# Your assignment
Begin at the first line of the records below and, please, give each line again exactly until the line with "Phrase: dried leaf tip" is included.
══ Supplied data
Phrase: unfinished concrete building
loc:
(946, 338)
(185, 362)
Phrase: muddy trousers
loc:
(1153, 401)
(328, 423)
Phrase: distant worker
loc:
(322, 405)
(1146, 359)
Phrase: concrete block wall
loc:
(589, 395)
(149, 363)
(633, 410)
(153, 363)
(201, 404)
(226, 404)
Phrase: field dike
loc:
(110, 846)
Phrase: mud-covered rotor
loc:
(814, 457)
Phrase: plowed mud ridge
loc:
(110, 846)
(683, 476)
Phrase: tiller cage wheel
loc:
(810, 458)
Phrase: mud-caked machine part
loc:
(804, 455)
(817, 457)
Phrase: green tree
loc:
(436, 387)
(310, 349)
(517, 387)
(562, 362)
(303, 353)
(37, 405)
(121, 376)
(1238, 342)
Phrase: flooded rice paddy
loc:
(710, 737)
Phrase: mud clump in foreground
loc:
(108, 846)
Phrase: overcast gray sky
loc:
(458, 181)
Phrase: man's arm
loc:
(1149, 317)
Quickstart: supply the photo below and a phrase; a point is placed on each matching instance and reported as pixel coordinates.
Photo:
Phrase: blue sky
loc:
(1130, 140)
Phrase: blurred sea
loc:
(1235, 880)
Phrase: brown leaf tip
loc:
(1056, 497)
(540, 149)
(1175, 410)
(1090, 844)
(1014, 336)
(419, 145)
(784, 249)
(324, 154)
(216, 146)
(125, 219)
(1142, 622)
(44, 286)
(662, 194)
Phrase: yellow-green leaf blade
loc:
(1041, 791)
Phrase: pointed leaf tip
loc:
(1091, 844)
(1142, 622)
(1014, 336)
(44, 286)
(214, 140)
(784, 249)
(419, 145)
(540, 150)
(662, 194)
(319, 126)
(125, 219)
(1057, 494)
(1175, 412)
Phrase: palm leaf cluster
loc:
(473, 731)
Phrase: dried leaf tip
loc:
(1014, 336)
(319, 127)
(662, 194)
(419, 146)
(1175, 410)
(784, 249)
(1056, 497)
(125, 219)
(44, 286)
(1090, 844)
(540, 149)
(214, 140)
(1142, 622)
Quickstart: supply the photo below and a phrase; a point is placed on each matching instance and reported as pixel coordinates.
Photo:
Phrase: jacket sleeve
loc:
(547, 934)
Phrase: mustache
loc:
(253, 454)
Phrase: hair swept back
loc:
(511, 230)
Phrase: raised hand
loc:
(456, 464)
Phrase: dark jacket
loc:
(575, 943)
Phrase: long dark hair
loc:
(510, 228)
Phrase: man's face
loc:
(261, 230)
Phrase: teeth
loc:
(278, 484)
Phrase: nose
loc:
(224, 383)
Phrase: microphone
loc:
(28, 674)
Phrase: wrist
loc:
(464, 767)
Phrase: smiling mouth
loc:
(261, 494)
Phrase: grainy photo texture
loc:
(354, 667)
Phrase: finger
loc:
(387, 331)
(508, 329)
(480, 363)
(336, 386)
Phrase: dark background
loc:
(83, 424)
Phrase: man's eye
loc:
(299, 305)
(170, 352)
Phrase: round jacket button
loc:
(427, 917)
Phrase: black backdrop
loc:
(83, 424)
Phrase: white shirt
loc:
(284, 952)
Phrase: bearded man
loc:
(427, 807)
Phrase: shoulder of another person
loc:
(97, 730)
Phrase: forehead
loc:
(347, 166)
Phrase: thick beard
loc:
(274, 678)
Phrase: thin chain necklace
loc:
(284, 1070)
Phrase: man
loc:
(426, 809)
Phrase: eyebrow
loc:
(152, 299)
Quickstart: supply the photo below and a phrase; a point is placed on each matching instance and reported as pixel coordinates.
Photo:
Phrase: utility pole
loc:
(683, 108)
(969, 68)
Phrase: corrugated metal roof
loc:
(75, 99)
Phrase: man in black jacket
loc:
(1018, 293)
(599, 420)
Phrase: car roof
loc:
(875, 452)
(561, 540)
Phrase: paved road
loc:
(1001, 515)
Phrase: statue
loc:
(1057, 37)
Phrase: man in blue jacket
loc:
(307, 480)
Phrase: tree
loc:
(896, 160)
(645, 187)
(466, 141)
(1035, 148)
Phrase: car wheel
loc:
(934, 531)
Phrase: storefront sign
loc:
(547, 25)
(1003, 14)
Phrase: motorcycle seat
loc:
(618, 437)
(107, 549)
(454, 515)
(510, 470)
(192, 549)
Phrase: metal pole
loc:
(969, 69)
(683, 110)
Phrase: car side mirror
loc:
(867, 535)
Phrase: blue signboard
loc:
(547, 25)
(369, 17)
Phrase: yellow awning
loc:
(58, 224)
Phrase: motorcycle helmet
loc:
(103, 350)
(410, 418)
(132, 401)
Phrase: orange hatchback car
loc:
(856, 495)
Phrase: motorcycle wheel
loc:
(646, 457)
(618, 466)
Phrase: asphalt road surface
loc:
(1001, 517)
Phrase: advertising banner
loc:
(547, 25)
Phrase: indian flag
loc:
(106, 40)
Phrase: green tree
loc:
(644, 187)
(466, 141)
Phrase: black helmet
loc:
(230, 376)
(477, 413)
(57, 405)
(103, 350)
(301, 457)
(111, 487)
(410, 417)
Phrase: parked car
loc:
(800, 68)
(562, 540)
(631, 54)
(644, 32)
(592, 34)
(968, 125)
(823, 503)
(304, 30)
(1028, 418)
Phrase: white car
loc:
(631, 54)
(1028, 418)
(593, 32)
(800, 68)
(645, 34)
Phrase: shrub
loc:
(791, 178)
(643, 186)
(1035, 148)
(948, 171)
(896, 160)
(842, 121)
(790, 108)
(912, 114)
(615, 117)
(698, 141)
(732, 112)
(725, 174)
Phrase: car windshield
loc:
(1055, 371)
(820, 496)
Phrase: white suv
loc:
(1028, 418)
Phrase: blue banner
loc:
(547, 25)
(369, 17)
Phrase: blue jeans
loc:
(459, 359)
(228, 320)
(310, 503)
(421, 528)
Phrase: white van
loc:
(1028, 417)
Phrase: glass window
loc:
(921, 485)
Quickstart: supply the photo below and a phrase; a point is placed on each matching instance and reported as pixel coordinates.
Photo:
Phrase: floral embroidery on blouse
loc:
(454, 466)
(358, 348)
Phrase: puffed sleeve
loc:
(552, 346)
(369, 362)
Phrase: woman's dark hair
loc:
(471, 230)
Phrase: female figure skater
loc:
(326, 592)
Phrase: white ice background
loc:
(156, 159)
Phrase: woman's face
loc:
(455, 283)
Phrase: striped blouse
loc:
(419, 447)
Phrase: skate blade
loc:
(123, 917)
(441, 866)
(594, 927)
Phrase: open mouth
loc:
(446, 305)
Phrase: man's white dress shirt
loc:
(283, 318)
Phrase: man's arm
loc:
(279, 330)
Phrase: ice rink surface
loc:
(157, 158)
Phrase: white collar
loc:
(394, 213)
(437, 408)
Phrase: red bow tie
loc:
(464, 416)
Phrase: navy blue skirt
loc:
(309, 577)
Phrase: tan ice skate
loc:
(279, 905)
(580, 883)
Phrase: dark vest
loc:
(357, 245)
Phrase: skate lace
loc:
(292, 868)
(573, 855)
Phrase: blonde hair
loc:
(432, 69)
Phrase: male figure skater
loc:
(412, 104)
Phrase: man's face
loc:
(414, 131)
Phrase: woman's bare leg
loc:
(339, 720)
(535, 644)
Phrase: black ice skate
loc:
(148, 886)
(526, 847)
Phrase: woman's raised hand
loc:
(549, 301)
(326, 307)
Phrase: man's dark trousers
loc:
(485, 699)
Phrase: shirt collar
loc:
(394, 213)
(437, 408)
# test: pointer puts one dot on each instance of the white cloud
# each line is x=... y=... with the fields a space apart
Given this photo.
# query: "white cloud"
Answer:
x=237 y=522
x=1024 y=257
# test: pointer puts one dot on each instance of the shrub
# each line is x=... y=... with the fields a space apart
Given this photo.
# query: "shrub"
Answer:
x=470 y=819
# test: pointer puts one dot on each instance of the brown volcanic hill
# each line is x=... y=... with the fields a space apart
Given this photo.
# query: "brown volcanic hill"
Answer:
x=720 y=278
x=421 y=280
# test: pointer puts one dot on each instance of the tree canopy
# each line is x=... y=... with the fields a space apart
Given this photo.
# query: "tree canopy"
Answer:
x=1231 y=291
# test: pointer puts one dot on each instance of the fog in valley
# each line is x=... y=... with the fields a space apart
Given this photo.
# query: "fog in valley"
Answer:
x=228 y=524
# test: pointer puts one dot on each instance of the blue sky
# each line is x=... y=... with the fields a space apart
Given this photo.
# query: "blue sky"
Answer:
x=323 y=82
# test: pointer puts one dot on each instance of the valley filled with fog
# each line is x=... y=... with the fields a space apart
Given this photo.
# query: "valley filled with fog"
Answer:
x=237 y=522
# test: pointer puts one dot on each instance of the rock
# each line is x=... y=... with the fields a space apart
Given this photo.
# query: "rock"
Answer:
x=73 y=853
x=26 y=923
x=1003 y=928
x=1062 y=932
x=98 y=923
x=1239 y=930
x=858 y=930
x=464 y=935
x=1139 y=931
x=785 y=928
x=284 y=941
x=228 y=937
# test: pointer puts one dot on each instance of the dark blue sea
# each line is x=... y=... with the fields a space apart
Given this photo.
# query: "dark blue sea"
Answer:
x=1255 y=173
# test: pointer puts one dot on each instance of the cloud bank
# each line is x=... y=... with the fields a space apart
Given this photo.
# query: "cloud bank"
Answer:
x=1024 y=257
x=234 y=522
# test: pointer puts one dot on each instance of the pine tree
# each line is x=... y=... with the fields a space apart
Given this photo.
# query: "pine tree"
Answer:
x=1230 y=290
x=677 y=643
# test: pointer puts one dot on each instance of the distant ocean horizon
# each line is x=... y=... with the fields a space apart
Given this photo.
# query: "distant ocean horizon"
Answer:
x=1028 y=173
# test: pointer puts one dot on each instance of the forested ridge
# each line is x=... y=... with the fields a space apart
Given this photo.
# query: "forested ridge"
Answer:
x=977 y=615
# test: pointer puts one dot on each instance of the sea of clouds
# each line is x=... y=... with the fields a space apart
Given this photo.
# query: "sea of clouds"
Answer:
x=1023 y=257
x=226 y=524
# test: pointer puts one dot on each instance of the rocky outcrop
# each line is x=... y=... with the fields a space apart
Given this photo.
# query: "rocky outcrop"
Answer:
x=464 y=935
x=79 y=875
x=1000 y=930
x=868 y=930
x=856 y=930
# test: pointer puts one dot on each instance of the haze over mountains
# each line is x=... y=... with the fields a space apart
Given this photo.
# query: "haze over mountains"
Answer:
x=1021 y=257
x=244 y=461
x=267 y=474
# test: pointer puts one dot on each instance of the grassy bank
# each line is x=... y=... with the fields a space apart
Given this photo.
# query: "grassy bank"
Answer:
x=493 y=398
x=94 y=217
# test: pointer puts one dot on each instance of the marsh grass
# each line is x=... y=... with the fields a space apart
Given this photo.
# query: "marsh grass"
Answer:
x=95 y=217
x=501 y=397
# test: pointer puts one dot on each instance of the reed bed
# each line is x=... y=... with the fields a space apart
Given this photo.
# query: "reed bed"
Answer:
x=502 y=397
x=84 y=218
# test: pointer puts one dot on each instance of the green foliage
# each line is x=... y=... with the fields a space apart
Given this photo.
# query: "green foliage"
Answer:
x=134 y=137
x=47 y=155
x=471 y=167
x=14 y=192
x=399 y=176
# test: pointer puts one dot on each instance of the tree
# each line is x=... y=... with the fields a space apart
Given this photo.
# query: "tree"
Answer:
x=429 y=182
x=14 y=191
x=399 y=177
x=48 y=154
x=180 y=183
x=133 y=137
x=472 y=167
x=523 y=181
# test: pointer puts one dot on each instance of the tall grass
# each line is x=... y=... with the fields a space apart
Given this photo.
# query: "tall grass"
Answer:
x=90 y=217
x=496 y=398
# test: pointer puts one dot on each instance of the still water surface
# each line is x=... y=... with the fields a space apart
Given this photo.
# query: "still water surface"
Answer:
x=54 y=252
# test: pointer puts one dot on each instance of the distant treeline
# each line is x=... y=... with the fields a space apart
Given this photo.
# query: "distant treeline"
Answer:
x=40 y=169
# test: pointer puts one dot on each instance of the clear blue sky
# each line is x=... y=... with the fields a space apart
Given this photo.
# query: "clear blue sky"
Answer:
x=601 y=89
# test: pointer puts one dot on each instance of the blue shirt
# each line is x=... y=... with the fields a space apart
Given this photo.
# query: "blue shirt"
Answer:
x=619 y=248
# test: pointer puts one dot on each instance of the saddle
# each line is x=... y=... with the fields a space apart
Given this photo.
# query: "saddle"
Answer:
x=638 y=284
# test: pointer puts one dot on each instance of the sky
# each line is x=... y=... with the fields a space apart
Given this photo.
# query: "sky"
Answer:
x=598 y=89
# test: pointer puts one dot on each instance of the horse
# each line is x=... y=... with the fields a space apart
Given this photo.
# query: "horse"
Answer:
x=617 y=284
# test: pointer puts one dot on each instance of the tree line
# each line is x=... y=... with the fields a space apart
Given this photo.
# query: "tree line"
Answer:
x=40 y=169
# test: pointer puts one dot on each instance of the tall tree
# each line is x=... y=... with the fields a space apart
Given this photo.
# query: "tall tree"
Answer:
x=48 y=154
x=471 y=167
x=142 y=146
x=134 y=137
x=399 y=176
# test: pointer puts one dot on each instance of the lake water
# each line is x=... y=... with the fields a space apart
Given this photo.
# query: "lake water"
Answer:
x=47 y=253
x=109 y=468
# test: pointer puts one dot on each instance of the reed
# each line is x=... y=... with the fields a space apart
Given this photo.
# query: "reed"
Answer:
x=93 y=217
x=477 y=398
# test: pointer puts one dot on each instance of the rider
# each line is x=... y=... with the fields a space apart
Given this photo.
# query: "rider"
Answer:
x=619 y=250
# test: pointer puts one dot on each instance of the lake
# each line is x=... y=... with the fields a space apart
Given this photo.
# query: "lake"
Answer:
════
# Solution for this problem
Phrase: unfinished concrete building
loc:
(946, 338)
(185, 362)
Phrase: muddy trousers
loc:
(1153, 401)
(328, 423)
Phrase: distant worker
loc:
(322, 405)
(1146, 359)
Phrase: concrete block wall
loc:
(589, 395)
(149, 363)
(633, 410)
(153, 363)
(201, 404)
(226, 404)
Phrase: field dike
loc:
(110, 846)
Phrase: mud-covered rotor
loc:
(814, 457)
Phrase: plowed mud ridge
loc:
(110, 846)
(683, 476)
Phrase: tiller cage wheel
loc:
(810, 458)
Phrase: mud-caked machine part
loc:
(804, 455)
(817, 457)
Phrase: green tree
loc:
(436, 387)
(310, 349)
(517, 387)
(562, 362)
(303, 353)
(37, 405)
(121, 376)
(1238, 342)
Phrase: flooded rice paddy
loc:
(710, 737)
Phrase: mud clump in foreground
loc:
(108, 846)
Phrase: overcast gray sky
loc:
(458, 181)
Phrase: man's arm
loc:
(1149, 317)
Quickstart: supply the photo below and a phrase; a point is placed on each matching instance and reported as pixel coordinates.
Photo:
Phrase: blue sky
loc:
(1130, 140)
Phrase: blurred sea
loc:
(1235, 880)
Phrase: brown leaf tip
loc:
(1056, 497)
(540, 149)
(1175, 410)
(1090, 844)
(1014, 336)
(419, 145)
(784, 249)
(324, 154)
(216, 146)
(125, 219)
(1142, 622)
(44, 286)
(662, 194)
Phrase: yellow-green leaf blade
loc:
(1041, 791)
Phrase: pointed leaf tip
loc:
(1091, 844)
(1142, 622)
(1014, 336)
(44, 286)
(214, 140)
(784, 249)
(419, 145)
(540, 150)
(662, 194)
(319, 126)
(125, 219)
(1057, 494)
(1175, 412)
Phrase: palm leaf cluster
loc:
(473, 731)
Phrase: dried leaf tip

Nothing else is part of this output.